### The task
The listing below is to be reproduced in full, exactly as given.

### Data for processing
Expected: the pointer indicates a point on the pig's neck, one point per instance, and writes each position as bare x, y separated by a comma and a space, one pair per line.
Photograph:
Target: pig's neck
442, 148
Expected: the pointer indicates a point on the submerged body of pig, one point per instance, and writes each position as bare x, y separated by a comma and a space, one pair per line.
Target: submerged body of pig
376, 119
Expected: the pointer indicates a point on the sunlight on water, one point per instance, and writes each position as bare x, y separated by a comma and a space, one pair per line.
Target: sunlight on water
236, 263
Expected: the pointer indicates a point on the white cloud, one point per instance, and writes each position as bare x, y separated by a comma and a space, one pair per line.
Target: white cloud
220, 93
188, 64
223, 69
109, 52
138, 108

### Answer
Expected: the pointer indicates a point on the pig's neck, one point per instance, and writes each position as bare x, y separated by a comma and a space, one pair per line.
Photograph:
Target: pig's neck
442, 148
Expected: the pointer indicates a point on the submerged body of pig, one point per instance, and writes each position as bare x, y separated by a comma and a space, one pair per line.
Target: submerged body of pig
376, 119
Expected: the pointer indicates a point on the sunlight on water, one point per instance, and writes each position as bare x, y separated by a comma and a space, one pair per line.
Target: sunlight on water
236, 263
Expected: the pointer indicates a point on the white cloud, one point per instance, and writes each position as bare x, y separated by a comma and a space, one pair per line.
Target: white cloud
220, 93
188, 64
223, 69
109, 52
138, 108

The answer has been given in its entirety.